Listing
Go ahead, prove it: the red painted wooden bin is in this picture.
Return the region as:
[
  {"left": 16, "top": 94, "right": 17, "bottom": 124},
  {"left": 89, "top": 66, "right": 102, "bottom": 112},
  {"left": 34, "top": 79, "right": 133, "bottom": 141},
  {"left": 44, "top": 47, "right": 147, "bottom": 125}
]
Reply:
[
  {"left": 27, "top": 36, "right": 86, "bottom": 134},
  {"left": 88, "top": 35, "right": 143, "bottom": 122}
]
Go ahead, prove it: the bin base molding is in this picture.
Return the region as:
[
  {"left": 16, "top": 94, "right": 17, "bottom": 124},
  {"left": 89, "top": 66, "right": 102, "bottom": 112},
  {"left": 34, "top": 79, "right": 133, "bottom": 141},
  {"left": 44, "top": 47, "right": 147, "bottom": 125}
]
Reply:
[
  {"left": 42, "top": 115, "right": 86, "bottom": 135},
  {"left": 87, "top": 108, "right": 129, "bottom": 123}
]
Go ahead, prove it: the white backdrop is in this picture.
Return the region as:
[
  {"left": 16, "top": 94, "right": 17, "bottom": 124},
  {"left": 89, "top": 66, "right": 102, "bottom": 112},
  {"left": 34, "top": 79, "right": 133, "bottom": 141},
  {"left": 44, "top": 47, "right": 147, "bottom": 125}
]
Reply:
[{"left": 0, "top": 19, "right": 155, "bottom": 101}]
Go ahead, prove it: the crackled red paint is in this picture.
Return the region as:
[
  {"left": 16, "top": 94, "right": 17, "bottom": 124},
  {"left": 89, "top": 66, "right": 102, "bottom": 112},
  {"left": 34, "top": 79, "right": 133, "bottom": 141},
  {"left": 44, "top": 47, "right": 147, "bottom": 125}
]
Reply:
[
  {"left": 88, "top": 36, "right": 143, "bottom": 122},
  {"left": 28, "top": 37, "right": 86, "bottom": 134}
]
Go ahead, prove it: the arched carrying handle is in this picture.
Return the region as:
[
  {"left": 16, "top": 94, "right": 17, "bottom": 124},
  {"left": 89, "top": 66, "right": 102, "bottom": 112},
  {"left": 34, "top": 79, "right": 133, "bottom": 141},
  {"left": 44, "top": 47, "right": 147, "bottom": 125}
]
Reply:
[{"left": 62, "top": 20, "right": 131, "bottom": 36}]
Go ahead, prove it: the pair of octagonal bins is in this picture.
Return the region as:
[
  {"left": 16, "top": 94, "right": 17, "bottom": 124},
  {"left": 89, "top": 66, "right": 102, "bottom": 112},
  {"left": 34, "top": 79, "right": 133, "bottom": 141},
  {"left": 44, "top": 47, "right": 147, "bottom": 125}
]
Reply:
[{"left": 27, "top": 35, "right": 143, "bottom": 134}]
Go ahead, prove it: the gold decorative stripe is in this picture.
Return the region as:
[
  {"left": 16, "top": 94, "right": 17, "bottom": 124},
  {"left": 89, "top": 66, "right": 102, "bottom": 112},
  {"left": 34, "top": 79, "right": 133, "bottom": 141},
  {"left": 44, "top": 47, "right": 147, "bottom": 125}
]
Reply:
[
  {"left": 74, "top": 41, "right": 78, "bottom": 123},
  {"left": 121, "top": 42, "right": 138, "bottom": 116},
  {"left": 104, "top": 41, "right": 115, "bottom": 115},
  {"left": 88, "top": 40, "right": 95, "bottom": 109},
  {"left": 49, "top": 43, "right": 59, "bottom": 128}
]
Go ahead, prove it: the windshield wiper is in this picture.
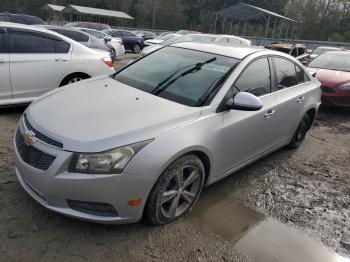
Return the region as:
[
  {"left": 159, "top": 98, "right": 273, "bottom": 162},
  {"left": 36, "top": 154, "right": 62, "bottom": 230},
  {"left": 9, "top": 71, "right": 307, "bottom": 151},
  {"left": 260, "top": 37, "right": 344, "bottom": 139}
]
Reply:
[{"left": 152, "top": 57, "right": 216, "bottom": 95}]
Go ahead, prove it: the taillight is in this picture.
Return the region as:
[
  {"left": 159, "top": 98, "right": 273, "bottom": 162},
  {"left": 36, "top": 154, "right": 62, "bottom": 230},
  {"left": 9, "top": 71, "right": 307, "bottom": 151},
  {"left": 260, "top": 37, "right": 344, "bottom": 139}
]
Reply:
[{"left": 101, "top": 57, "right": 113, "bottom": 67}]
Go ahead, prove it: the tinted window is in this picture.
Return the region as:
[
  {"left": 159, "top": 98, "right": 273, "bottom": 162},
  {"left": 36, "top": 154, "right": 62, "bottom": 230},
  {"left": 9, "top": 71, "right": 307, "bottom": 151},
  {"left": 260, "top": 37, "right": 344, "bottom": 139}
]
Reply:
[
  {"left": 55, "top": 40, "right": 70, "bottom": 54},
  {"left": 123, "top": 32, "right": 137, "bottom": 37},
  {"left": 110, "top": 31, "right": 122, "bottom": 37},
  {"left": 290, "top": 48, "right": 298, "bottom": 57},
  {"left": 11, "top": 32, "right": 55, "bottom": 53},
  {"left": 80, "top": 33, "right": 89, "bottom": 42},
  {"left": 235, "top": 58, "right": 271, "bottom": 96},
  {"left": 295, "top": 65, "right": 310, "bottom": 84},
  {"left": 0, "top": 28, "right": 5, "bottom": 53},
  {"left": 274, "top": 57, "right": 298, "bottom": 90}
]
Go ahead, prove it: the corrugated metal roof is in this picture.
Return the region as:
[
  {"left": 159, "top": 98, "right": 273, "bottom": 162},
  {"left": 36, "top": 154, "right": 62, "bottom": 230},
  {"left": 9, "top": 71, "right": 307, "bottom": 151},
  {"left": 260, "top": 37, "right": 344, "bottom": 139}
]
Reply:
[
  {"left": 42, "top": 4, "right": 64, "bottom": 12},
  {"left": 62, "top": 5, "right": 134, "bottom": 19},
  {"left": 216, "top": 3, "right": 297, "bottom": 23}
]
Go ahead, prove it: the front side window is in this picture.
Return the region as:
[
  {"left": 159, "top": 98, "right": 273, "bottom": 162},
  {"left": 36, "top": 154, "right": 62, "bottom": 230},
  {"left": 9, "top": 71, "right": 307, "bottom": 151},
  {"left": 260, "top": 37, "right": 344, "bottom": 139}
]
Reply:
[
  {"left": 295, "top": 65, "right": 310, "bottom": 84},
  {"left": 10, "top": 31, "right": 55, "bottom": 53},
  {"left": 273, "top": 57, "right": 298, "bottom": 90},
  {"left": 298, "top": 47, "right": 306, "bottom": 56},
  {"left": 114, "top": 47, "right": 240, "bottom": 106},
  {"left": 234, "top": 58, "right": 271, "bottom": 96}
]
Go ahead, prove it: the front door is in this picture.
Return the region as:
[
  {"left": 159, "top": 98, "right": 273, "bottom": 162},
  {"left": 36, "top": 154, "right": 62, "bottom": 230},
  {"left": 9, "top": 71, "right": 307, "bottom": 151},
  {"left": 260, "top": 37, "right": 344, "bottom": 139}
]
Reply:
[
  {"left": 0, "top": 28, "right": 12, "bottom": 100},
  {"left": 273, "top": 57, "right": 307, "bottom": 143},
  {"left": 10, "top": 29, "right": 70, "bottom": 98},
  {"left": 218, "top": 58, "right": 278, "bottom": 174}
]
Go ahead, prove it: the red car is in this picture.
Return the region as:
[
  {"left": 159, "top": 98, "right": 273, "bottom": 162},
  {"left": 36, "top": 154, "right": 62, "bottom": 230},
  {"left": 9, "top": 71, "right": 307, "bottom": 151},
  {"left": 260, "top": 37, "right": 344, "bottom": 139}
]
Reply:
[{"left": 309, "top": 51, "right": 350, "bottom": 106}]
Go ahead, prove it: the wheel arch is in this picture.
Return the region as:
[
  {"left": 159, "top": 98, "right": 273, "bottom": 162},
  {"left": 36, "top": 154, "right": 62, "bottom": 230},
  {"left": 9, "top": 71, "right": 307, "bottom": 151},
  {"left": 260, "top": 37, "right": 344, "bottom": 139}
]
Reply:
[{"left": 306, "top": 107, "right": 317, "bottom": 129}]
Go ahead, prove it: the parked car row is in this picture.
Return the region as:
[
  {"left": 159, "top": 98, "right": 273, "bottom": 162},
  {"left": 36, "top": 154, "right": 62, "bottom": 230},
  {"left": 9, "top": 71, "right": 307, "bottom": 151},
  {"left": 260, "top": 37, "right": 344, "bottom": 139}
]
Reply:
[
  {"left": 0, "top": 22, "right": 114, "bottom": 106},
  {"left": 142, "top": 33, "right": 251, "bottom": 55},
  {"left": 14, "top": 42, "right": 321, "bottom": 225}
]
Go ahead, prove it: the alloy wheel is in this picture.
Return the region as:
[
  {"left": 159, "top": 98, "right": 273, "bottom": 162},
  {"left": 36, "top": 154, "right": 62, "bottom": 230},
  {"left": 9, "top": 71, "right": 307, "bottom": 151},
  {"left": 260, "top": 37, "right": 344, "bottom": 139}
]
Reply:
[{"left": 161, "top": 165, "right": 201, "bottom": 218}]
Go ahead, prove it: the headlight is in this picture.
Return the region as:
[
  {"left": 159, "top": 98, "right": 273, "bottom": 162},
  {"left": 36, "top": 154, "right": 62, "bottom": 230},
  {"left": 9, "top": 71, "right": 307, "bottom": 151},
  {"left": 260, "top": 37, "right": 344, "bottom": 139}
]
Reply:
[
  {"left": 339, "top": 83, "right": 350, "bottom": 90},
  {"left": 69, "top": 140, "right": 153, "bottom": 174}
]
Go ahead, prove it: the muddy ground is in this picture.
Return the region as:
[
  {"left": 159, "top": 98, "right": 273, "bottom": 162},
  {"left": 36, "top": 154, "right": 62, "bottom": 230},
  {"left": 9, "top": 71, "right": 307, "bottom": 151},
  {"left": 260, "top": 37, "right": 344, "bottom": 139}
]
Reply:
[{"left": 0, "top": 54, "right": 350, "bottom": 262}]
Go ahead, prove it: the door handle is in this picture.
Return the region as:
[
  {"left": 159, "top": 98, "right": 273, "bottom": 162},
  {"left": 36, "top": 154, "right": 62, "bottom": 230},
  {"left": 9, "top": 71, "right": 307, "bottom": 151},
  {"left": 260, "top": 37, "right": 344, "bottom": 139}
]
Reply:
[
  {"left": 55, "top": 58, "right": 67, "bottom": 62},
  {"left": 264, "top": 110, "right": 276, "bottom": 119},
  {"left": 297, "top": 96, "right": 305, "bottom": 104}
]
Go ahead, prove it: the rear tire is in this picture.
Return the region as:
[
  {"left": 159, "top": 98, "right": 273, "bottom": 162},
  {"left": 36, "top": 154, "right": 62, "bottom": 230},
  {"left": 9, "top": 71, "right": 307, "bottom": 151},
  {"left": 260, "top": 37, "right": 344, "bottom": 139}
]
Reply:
---
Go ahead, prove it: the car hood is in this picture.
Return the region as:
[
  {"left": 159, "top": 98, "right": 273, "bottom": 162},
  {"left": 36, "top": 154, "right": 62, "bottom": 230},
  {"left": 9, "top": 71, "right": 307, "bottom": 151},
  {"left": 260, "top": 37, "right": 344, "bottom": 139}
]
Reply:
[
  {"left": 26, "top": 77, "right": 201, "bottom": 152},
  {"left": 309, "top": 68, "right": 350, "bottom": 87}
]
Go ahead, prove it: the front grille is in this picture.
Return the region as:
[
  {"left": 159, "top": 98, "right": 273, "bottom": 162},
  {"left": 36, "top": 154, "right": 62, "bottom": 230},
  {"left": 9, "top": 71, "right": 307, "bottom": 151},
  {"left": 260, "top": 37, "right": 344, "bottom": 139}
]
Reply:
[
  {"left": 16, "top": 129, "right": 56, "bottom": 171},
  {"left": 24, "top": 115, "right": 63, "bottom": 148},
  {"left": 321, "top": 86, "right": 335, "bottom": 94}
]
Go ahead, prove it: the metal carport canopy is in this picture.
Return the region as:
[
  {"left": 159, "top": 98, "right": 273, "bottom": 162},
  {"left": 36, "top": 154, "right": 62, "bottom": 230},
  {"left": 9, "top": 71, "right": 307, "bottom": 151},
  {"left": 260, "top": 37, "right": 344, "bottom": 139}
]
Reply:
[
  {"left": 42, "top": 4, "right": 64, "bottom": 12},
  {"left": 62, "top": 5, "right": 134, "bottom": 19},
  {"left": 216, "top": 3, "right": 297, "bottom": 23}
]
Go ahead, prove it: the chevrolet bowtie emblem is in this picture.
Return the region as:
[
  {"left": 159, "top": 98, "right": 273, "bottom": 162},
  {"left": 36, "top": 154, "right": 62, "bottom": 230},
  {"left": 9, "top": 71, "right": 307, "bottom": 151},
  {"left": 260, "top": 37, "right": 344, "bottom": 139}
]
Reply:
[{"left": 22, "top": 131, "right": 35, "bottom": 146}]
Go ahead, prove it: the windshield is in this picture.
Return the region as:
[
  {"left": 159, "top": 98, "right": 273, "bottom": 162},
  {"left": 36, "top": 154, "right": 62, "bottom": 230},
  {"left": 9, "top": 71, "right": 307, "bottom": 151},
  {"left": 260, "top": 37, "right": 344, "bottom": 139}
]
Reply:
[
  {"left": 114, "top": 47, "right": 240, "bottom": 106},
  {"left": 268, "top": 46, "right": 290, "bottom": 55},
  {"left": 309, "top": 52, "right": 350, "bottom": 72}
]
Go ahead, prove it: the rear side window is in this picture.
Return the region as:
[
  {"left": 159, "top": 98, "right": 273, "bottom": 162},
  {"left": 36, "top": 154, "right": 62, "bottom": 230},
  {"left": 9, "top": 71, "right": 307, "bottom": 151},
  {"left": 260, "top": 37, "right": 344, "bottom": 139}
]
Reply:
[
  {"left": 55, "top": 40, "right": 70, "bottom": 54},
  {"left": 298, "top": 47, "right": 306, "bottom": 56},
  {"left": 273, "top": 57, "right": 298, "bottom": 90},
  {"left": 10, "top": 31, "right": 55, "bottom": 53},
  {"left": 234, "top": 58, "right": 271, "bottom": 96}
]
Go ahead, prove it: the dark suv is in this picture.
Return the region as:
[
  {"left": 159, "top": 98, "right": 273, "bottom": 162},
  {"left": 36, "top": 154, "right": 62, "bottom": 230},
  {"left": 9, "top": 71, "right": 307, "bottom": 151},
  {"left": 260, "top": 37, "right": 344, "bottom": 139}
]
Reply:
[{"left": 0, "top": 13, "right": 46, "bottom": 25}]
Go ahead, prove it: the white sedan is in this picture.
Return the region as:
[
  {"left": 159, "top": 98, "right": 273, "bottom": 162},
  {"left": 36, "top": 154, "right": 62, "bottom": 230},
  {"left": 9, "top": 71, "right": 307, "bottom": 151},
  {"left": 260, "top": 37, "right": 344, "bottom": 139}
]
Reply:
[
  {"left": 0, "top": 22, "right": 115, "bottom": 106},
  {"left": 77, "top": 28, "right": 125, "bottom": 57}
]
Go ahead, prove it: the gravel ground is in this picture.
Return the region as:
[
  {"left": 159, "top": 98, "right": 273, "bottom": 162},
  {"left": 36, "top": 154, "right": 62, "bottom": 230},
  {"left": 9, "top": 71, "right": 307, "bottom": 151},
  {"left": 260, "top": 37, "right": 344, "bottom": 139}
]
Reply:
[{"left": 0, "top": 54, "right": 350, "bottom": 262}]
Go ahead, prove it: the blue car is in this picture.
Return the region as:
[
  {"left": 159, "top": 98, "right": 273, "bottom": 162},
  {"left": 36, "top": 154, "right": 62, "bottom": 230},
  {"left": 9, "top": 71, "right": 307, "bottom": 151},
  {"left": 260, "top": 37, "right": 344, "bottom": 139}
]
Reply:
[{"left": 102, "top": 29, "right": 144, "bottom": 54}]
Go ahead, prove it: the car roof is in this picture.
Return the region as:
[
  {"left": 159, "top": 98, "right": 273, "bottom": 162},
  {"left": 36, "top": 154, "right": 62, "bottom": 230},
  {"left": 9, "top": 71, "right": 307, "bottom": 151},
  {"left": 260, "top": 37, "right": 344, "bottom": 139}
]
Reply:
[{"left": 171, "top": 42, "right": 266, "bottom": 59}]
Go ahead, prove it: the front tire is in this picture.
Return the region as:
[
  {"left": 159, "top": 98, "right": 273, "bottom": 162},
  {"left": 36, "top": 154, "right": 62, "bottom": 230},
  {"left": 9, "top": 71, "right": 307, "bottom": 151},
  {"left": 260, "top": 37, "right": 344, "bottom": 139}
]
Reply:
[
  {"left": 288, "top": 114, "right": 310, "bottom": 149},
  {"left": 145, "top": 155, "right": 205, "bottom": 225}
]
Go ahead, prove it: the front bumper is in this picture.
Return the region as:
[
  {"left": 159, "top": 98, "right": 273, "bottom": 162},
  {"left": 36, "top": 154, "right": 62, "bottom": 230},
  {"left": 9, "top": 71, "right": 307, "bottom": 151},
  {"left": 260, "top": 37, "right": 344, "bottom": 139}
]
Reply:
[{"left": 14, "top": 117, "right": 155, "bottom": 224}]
---
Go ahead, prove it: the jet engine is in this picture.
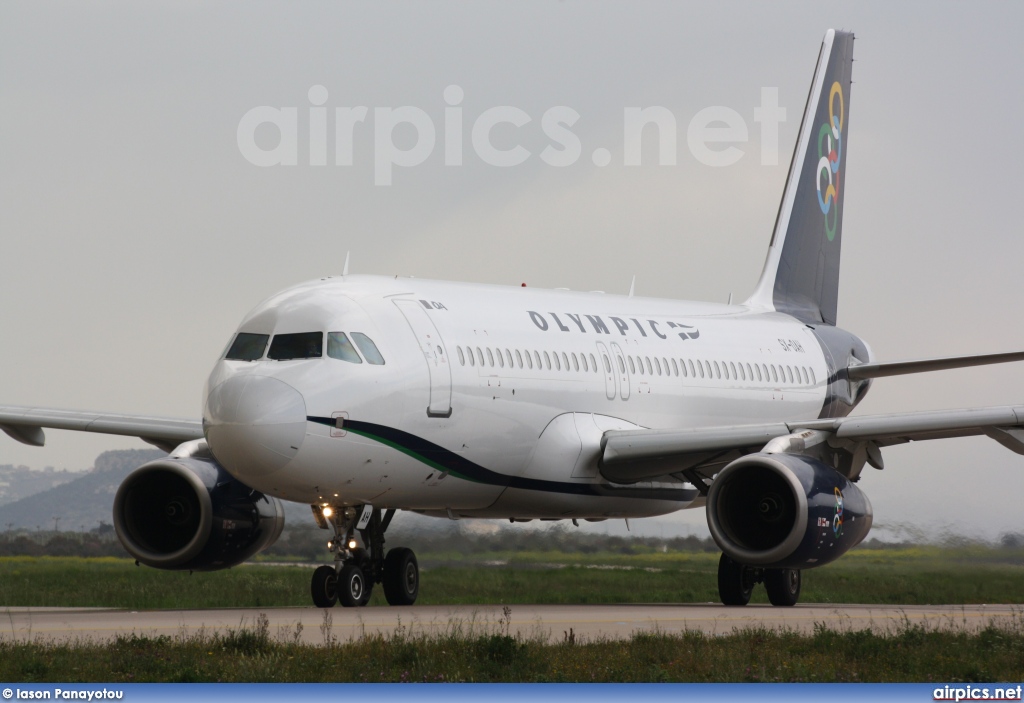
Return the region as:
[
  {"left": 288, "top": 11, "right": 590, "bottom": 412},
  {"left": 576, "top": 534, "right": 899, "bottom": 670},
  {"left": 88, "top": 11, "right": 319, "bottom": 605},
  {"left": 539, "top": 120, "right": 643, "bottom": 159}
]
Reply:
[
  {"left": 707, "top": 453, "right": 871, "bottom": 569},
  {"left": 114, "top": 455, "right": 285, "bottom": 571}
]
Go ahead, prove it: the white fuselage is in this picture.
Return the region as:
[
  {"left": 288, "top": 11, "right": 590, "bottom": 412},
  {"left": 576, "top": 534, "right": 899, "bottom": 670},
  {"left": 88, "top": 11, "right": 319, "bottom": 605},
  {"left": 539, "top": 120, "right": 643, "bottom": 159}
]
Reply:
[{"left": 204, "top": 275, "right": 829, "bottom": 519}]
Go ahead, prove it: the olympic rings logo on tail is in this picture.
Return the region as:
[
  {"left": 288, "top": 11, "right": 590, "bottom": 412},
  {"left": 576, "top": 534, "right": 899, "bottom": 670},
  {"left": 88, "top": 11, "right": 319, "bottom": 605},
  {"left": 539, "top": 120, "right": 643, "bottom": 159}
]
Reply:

Work instructions
Copy every line of the records above that contains the word "door", keeping each line whole and in its original order.

Exercise response
Go ahead, prove it: the front door is in this picture.
Go ahead, prove it: the door handle is in this picture.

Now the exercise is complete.